◆ Ausgewählter Auszug ◆

━━━━

Schäuble läßt sich, wie alle politischen Missionare ohne Bodenhaftung (Politik
ist sein einziger Beruf, er kennt daher nicht den Berufsalltag der Bürger),
davon nicht abschrecken, obschon vor seinen Augen der erste Stützpfeiler seiner
illusionären Europa-Idee, die Gemeinschaftswährung, gerade zusammenbricht und
die Völker, entgegen allen Versprechungen, einander entfremden läßt wie seit
der ersten Hälfte des 20. Jahrhunderts nicht mehr. Vor keinem Tribunal müssen sich die politisch Verantwortlichen für
diesen gewaltigen Zivilisationsrückschritt verantworten, daher ihre ungezügelte
Experimentierlust.
Schäuble
(und die politische Klasse fast insgesamt) weiß, daß das Parteiensystem eine
Art Immunitätsschutz für waghalsige Experimente ist, weil plebiszitäre
Kontrollen von der Verfassung nicht vorgesehen sind. Weder die Mehrheit der Medien noch die Justiz braucht er zu fürchten,
erst recht nicht den Verfassungssouverän, das Volk (vgl. Art. 20,2 GG), dem er
seine Pläne bisher nicht offen auf den Tisch gelegt hat. Nebulös heißt es, wir (d.h.

━━━━

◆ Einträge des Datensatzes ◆
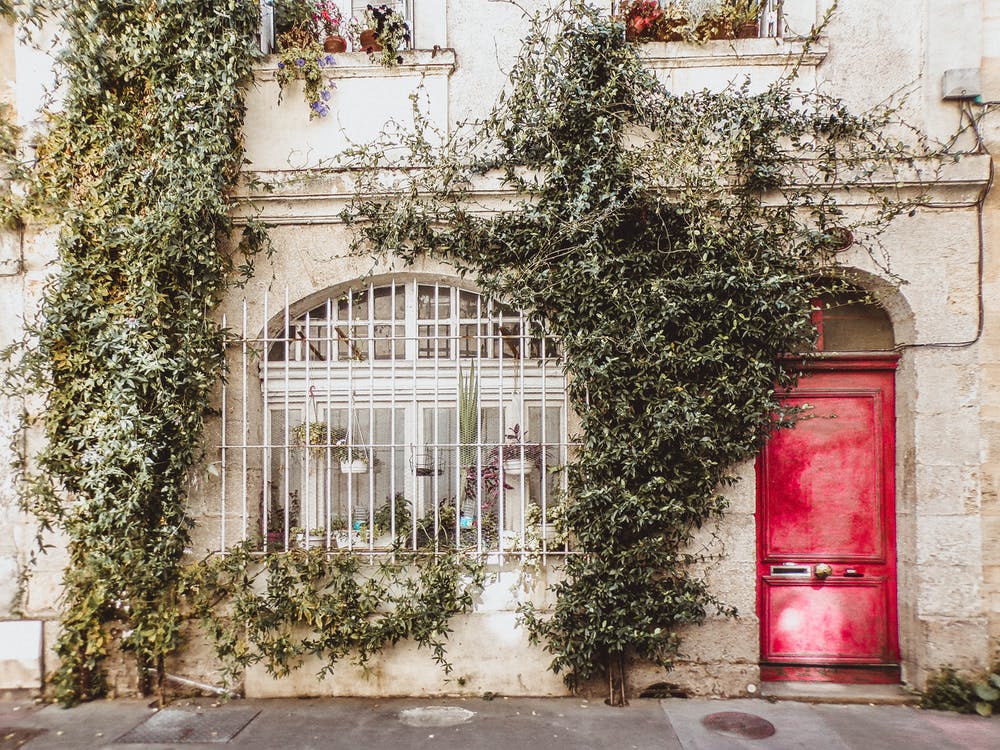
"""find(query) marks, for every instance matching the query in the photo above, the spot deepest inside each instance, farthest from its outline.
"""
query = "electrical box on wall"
(961, 83)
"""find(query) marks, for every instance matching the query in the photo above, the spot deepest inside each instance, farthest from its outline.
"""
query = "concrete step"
(836, 692)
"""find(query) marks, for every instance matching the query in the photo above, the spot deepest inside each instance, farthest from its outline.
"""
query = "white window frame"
(524, 390)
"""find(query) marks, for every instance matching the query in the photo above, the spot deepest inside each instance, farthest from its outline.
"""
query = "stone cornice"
(420, 62)
(318, 197)
(741, 53)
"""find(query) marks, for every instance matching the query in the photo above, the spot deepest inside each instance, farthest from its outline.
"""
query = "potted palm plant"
(328, 22)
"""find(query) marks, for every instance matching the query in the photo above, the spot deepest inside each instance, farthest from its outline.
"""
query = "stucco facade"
(942, 302)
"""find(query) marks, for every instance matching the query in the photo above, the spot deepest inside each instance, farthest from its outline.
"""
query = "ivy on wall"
(673, 242)
(279, 608)
(123, 355)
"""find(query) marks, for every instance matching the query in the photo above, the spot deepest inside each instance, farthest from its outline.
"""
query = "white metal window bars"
(458, 405)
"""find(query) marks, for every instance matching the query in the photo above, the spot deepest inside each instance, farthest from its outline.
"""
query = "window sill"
(731, 53)
(419, 62)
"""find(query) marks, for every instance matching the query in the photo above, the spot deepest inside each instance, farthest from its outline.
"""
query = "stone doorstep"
(836, 692)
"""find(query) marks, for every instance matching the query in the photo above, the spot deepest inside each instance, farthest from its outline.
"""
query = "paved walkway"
(503, 724)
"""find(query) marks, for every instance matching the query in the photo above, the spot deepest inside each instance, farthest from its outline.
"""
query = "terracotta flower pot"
(335, 43)
(369, 41)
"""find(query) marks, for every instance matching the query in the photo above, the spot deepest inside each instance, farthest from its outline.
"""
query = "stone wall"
(948, 407)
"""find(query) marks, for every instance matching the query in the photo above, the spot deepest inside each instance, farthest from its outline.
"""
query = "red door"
(826, 529)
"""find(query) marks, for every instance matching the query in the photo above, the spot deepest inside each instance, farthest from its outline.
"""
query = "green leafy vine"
(674, 243)
(124, 353)
(278, 608)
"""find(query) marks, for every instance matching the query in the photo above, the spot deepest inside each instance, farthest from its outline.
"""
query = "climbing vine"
(673, 242)
(135, 168)
(279, 608)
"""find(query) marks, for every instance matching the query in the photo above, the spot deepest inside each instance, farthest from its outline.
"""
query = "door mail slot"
(792, 571)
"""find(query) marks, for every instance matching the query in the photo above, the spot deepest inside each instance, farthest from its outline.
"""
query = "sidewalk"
(471, 724)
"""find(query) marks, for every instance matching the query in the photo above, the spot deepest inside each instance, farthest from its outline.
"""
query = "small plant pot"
(335, 43)
(356, 466)
(516, 467)
(348, 539)
(368, 41)
(316, 540)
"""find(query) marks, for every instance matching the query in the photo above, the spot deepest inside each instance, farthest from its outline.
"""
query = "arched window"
(848, 320)
(412, 412)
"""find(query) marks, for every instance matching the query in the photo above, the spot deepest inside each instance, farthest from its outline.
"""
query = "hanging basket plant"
(303, 58)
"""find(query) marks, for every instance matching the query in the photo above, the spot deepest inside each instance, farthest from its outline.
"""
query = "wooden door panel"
(824, 481)
(825, 504)
(837, 622)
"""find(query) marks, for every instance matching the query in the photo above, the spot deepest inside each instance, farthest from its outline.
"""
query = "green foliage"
(949, 691)
(124, 353)
(276, 609)
(391, 32)
(673, 243)
(302, 58)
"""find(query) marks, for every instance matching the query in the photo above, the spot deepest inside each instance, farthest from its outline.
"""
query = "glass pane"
(510, 340)
(317, 313)
(354, 345)
(472, 340)
(385, 309)
(852, 323)
(387, 345)
(468, 305)
(433, 302)
(430, 343)
(353, 306)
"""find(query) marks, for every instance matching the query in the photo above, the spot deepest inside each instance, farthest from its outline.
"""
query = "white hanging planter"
(355, 466)
(517, 467)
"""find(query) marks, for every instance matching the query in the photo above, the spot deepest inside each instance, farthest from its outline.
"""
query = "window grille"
(405, 415)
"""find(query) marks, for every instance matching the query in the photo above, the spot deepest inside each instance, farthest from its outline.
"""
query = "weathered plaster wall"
(990, 357)
(948, 407)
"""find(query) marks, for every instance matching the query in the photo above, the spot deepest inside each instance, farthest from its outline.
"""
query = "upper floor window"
(278, 16)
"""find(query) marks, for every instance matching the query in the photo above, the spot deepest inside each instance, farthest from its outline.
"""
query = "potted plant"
(317, 436)
(308, 539)
(384, 31)
(689, 20)
(327, 23)
(353, 460)
(520, 456)
(301, 57)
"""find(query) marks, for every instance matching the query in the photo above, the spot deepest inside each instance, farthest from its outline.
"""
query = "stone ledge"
(420, 62)
(20, 654)
(718, 53)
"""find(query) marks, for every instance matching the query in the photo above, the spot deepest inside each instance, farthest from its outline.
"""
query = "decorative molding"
(421, 62)
(318, 196)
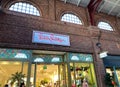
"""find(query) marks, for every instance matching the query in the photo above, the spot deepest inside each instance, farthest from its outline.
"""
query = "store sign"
(103, 54)
(50, 38)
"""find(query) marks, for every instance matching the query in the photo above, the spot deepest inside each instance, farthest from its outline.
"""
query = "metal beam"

━━━━

◆ Arbeitsauftrag 1 ◆
Zähle alles auf, was Schäuble laut dem Auszug über Schäuble nicht zu fürchten braucht.
◆ Arbeitsauftrag 2 ◆
Welcher ist laut dem Auszug über Schäuble sein einziger Beruf?

◆ Ergebnis 1 ◆
die Mehrheit der Medien
die Justiz
den Verfassungssouverän, das Volk

◆ Ergebnis 2 ◆
Politik